Restate the records that follow word for word. Omit the images.

● ● ●

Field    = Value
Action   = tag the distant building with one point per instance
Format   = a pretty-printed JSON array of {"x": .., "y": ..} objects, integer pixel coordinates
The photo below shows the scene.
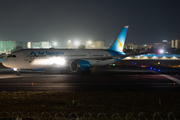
[
  {"x": 69, "y": 45},
  {"x": 94, "y": 45},
  {"x": 8, "y": 46},
  {"x": 131, "y": 46}
]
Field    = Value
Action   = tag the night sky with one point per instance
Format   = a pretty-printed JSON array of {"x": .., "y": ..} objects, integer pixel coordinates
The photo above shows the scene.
[{"x": 60, "y": 20}]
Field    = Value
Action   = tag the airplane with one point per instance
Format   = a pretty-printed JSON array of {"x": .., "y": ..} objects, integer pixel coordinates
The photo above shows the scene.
[{"x": 75, "y": 60}]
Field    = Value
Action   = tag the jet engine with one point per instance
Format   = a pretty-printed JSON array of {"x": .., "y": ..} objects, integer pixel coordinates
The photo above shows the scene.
[{"x": 79, "y": 66}]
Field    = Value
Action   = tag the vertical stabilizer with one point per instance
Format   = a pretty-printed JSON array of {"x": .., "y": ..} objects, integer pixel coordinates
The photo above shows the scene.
[{"x": 118, "y": 44}]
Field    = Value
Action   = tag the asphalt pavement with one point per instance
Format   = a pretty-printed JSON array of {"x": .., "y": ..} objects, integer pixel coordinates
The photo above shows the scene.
[{"x": 108, "y": 78}]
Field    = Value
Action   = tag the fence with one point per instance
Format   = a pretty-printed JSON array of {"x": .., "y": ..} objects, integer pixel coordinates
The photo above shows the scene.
[{"x": 17, "y": 115}]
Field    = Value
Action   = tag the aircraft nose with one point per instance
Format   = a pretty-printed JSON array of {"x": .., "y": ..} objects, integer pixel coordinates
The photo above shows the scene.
[{"x": 5, "y": 63}]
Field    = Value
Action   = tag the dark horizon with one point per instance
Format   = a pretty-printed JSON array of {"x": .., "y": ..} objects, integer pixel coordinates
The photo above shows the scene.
[{"x": 60, "y": 20}]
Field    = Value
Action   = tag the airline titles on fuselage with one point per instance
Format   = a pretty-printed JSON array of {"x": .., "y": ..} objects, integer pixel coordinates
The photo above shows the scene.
[{"x": 42, "y": 53}]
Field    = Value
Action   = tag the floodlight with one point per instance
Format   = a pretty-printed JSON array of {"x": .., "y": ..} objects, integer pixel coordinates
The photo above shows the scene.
[{"x": 161, "y": 51}]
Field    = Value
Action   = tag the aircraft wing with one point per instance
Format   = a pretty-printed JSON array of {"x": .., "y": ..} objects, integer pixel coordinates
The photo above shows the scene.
[{"x": 113, "y": 57}]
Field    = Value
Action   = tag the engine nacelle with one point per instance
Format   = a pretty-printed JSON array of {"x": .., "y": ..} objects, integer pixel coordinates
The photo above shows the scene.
[{"x": 79, "y": 66}]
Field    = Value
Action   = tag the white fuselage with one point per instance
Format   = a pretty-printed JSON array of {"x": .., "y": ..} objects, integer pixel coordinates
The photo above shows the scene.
[{"x": 42, "y": 58}]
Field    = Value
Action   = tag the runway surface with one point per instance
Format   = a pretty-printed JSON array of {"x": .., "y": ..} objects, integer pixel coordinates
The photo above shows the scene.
[{"x": 119, "y": 78}]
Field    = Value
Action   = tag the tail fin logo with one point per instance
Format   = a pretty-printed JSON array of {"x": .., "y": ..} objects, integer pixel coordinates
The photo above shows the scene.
[{"x": 118, "y": 44}]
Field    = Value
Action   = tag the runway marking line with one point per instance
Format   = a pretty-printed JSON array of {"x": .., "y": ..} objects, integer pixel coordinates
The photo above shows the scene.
[{"x": 172, "y": 78}]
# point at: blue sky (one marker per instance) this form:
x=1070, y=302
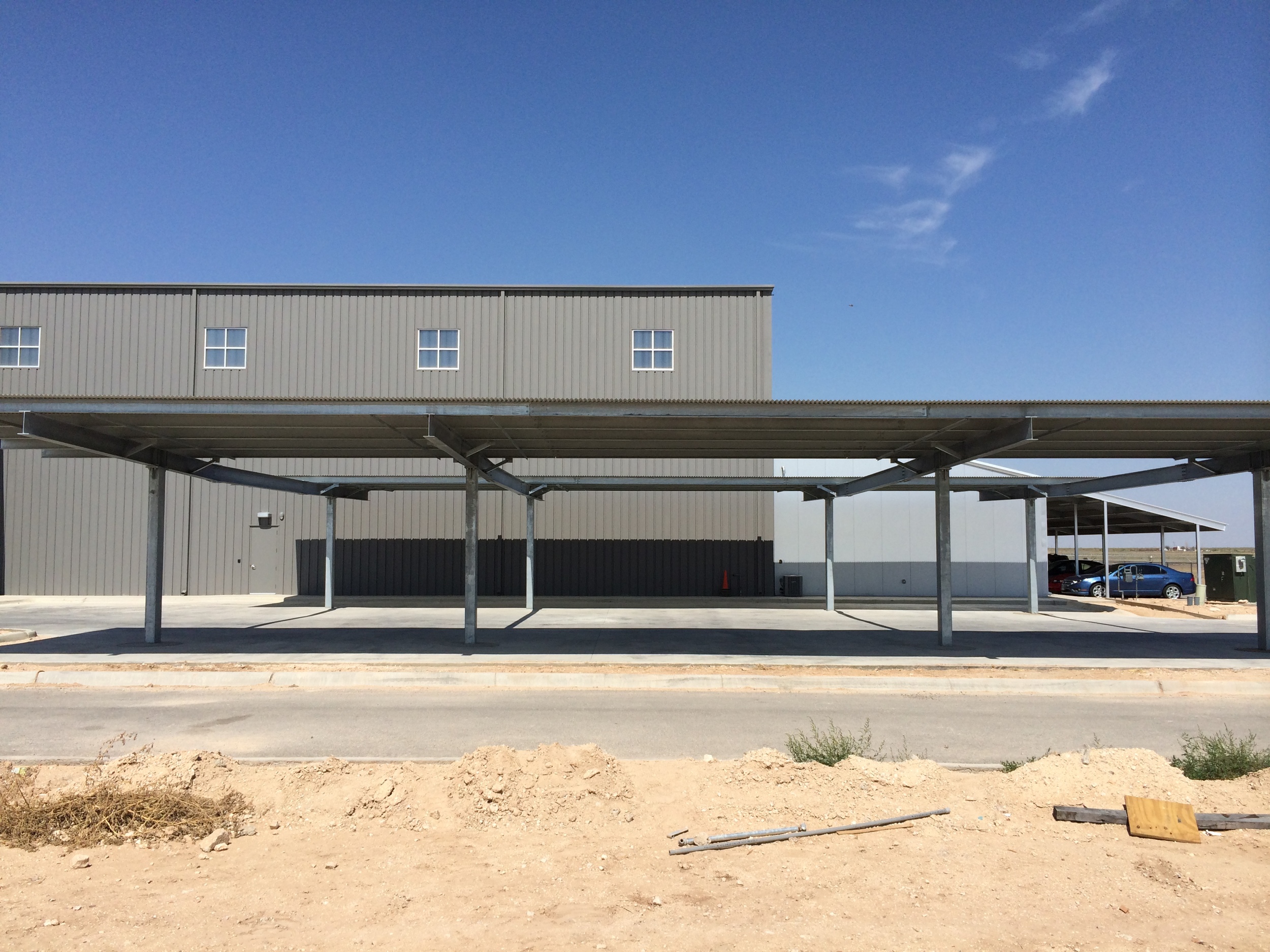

● ● ●

SOLUTION TO THE EXERCISE –
Field    = Value
Action   = tag the distant building with one point per instance
Format   = a pretty-printed JSON array of {"x": .., "y": ..} objects, integer pixel coordinates
The photo below shows the scene.
[
  {"x": 69, "y": 45},
  {"x": 94, "y": 45},
  {"x": 8, "y": 46},
  {"x": 131, "y": 46}
]
Field    = Value
Action   = tag the night sky with one point per instance
Format   = a pretty-printed JSON array of {"x": .., "y": ..} objects, integer pixel coordinates
The photo above shows the scene.
[{"x": 60, "y": 20}]
Field    = Value
Action   = tag the airplane with one point per instance
Format   = a pretty-printed JSON array of {"x": .., "y": ..} objects, integer pixel coordinates
The photo above shows the scene.
[{"x": 75, "y": 60}]
Field    = Value
Action   = tag the jet engine with one point per instance
Format   = a pretty-printed JSON array of {"x": .., "y": ..} objects, integer pixel coordinates
The photo above shows the scene.
[{"x": 79, "y": 66}]
Field    = Value
Action   = tag the vertical stabilizer with one point per instance
Format   = a pretty-printed JSON array of {"x": .., "y": ..} objects, integer pixel coordinates
The photo above shows the scene.
[{"x": 118, "y": 44}]
Field    = Value
Action   = tag the asphalt pavement with one point per instance
Format   = a pretty-printed JSON array of {"x": .., "y": ..} objects, integer pixel coordinates
The photo above shows the scene.
[{"x": 108, "y": 78}]
Field    = Value
Action   = tag the fence with one point per instance
Format   = a pretty-printed JSON array of {"x": .., "y": ..} objects, integer pixel coordinates
The photo above shows the scene.
[{"x": 17, "y": 115}]
Field    = Value
Action   = tag the aircraft nose with one point per instance
Format   = a pretty-printed JSON array of {"x": .., "y": ..} objects, integer pixel coordinates
The photo above shows the scene.
[{"x": 5, "y": 63}]
Field    = Value
Action   = tag the dark horizon with one point per instance
Format   = a pretty-printed JSON array of {"x": .., "y": ..} objects, integer pixel coordinates
The photo above shows the scene.
[{"x": 60, "y": 20}]
Field    = Value
Action   = tag the airline titles on fuselage with one point per instance
Format   = a pretty-printed JSON array of {"x": .., "y": ..} objects, integer pixel coordinates
The photo above shows the scene.
[{"x": 42, "y": 53}]
Field    = Value
Action   = tag the floodlight with one point per instance
Format   = a pretty-printed JSON array of {"x": .., "y": ..} objects, integer pixel coordinates
The photo above shows the scene.
[{"x": 161, "y": 51}]
Field    = Value
Action   = tag the aircraft wing with one point per instance
Format   = a pretty-printed JSON array of {"x": .., "y": ..} objects, integer pixel coordinates
The photo above shows the scene.
[{"x": 113, "y": 57}]
Field    = Value
Action   = tag the engine nacelle with one point per instance
Format   = a pretty-printed JSON array of {"x": .., "y": ..} objects, integer pixel coordinates
The photo above shows the scene.
[{"x": 79, "y": 66}]
Field    = Value
Action   = tag the white fuselage with one point per instance
Format   = a pretty-printed JSON array of {"x": .., "y": ..} objects, integer pixel coordinates
The photo above shows the scene.
[{"x": 42, "y": 58}]
Field    = Value
Action   = tag the runway surface with one point per instance
Format   = a pretty-printed JSON array of {"x": .., "y": ..} objects, integer pixel coordinates
The photo above shows the scene.
[{"x": 119, "y": 78}]
Field    = Value
Action   = tag the tail fin logo with one point per instance
Format   = a pretty-printed JSON array of {"x": .., "y": ..} objects, integer pixel coordinates
The photo above shows the scene.
[{"x": 118, "y": 44}]
Field    = Value
Action   = tag the runway marking line with one point per instance
Format   = a pretty-printed JSON array of {"x": .., "y": ..} objects, integer pixel coordinates
The photo above shows the scene.
[{"x": 172, "y": 78}]
# point at: blue sky (one marker per instance) this form:
x=1070, y=302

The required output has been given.